— Goal of the exercise —
Since pictures do not belong in the copy, please repeat every record below exactly without them.

— Dataset excerpts —

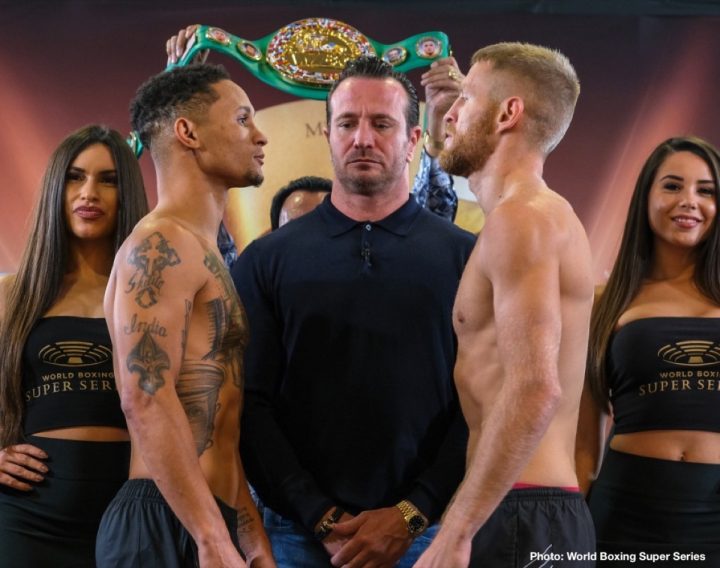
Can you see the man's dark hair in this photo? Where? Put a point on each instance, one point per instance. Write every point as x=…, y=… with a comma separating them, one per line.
x=370, y=67
x=167, y=95
x=313, y=184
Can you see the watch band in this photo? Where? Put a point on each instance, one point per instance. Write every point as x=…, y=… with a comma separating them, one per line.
x=327, y=523
x=415, y=521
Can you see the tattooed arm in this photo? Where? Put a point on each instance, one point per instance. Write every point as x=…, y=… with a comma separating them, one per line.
x=251, y=535
x=155, y=276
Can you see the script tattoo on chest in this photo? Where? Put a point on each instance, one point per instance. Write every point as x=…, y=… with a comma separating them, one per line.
x=149, y=361
x=150, y=258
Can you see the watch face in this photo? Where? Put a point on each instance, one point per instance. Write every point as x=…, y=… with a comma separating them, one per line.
x=416, y=524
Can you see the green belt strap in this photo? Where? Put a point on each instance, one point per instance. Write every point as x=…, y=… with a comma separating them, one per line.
x=305, y=57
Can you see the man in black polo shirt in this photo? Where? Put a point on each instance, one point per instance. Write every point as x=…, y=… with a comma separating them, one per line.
x=352, y=433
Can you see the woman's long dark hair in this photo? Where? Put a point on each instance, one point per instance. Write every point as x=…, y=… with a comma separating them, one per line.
x=44, y=261
x=634, y=260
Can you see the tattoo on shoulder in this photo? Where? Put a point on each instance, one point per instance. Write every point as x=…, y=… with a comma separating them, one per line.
x=228, y=324
x=149, y=361
x=150, y=258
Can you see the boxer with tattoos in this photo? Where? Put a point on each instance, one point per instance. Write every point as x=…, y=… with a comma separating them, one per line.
x=179, y=332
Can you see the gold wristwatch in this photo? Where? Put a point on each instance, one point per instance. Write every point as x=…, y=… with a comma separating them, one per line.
x=414, y=519
x=431, y=144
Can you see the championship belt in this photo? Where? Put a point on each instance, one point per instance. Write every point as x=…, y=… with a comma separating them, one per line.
x=306, y=57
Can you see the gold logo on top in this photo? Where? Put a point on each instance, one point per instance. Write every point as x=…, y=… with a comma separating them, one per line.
x=314, y=51
x=75, y=354
x=693, y=353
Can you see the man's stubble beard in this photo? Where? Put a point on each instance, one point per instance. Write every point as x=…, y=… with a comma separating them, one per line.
x=369, y=185
x=471, y=150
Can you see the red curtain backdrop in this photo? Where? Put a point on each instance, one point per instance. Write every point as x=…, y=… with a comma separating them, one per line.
x=644, y=78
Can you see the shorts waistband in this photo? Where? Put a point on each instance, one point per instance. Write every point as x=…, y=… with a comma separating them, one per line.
x=540, y=493
x=147, y=490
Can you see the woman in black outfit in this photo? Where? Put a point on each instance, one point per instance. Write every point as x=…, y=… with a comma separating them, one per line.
x=654, y=366
x=64, y=441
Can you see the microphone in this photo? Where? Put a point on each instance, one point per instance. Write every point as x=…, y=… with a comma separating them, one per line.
x=365, y=254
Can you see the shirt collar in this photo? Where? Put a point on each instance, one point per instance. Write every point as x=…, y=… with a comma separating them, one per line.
x=398, y=222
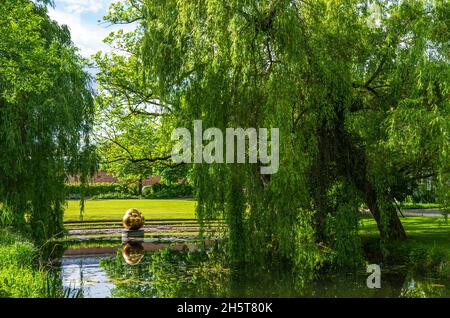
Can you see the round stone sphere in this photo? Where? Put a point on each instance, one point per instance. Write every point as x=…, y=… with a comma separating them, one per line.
x=133, y=220
x=132, y=253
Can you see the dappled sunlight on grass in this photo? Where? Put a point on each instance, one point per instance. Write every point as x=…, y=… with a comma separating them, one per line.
x=115, y=209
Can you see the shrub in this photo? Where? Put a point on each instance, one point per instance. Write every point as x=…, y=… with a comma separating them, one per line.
x=20, y=276
x=74, y=190
x=168, y=191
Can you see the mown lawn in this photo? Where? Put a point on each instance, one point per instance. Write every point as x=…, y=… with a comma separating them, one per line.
x=115, y=209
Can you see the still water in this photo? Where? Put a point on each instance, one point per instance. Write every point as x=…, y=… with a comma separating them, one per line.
x=182, y=270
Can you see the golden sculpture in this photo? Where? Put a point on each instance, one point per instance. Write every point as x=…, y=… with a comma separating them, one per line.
x=133, y=220
x=132, y=253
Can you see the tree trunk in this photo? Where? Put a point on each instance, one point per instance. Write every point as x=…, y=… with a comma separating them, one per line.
x=388, y=222
x=140, y=186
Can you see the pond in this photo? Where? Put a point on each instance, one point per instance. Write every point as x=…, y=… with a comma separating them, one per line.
x=157, y=270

— Response to this exercise —
Can you see the man's dark hair in this photo? Where? Put a point on each instance, one point per instance. Write every point as x=…, y=… with a comma separating them, one per line.
x=370, y=67
x=167, y=95
x=313, y=184
Can you see the watch band in this photo? Where? Put a point on each instance, one point per instance. Write every point as x=…, y=… with a comma separating them, one per line.
x=327, y=523
x=415, y=521
Can you see the tattooed arm in this photo? Where? Put a point on each instance, one point per instance. Write every point as x=…, y=… with a comma separating them, one per line.
x=251, y=535
x=155, y=276
Can you see the script tattoo on chest in this photo? Where? Put a point on each instance, one point per instance. Write every point as x=…, y=… with a comma separating them, one per line.
x=149, y=361
x=150, y=258
Can you see the watch face in this photo? Where? Put a point on each instance, one point per instance. Write every point as x=…, y=… with a comma separating them, one per line.
x=416, y=524
Can you see the green belt strap in this photo? Where? Put a point on each instance, one point per instance. Write every point as x=…, y=… with a comma separating them, one per line.
x=305, y=57
Can you see the man in black polo shirt in this photo? Where? Put a point on each instance, one point per instance. Write every point as x=…, y=… with a comma separating them, one per line.
x=352, y=433
Can you see the woman's long dark hair in this photo? Where? Put a point on each instance, one point per instance. Write every point as x=…, y=… with a comma separating them, one per line.
x=44, y=261
x=634, y=260
Can you see the tattoo on shoulder in this photo? Where? Put a point on each instance, one point per instance. Write every point as x=…, y=… with a comma separating them, one per line.
x=228, y=324
x=149, y=361
x=150, y=258
Can you see the boxer with tattoos in this photo? Where? Put a point on each instance, one point per instance. Write every point as x=…, y=… with a comma separating them, one per line.
x=179, y=332
Can you see the gold wristwatch in this photo? Where? Put a point on each instance, one point per instance. Write every point as x=…, y=… with a comma separating them, one per line.
x=414, y=519
x=431, y=144
Can you see the championship belt in this photo? Where? Put a point on each instance, one point per instance. Write every point as x=…, y=… with a comma separating them, one per line.
x=306, y=57
Can you see the gold logo on top in this photo? Where? Put a point on each instance, one point per instance. Write every point as x=…, y=… with a comma separating them, one per line.
x=314, y=51
x=75, y=354
x=693, y=353
Can you see the man's stubble beard in this photo? Where? Put a point on each instance, one point per instance. Write every point as x=…, y=… with a comma separating them, one per line.
x=369, y=185
x=471, y=150
Can you see the red curtain backdrop in this photo? Where? Put a point on each instance, one point per instance. Write every point as x=…, y=… with a comma separating them, one per line.
x=644, y=78
Can you see the shorts waistband in this photo? Where? Put a point on each instance, one point per instance. Write every point as x=…, y=… with a comma separating them, one per line.
x=540, y=493
x=147, y=490
Can you see the woman in black outfit in this photo? Where? Put a point on each instance, one point per instance. Write every point as x=…, y=… with a comma separating them, one per line.
x=654, y=366
x=64, y=441
Can you see the microphone in this photo? Where? Put a point on each instance, one point per instance. Write every point as x=…, y=… with a comma separating them, one per line.
x=365, y=254
Can you see the shirt collar in this photo? Where? Put a point on each instance, one point per instance. Write every point as x=…, y=… with a comma separating them, one per line.
x=398, y=222
Can you see the round stone sphere in this photo? Where? Put a point on each instance, one point per instance. Write every point as x=…, y=… with a comma separating them, one per line.
x=133, y=220
x=132, y=253
Can you see the dappled sunlight on grass in this photo? Where? Put a point on each instance, one point per instance. Write every point as x=…, y=… with a comma separating them, one per line.
x=115, y=209
Can you see the shrub in this photo? Where? Put a point on each instance, one point per instance. Write every point as x=…, y=… with a comma separating them, one per line.
x=20, y=276
x=74, y=190
x=168, y=191
Can you see the mown lawn in this photo? Where? Put a point on each instance, one point per instance. Write every point as x=…, y=… with a comma separating them, one per line.
x=115, y=209
Can you see the still water in this photo? Where? Put a point on each instance, one point per instance. Write every point as x=…, y=… with a comma separating them, one per line.
x=182, y=270
Can you see the golden sculpture in this photo? Where? Put a point on each instance, one point per instance. Write every point as x=…, y=… with a comma separating them, one per line.
x=133, y=220
x=132, y=253
Can you see the tree trunk in this photo? Where? Put a point on each instance, one point per instance. Write every point as x=…, y=… with a comma separating them, one per line.
x=388, y=222
x=140, y=186
Can you see the pond in this photo? Where? Put a point on each instance, one point per instance. Write every point as x=…, y=… with a comma separating them, one per line.
x=157, y=270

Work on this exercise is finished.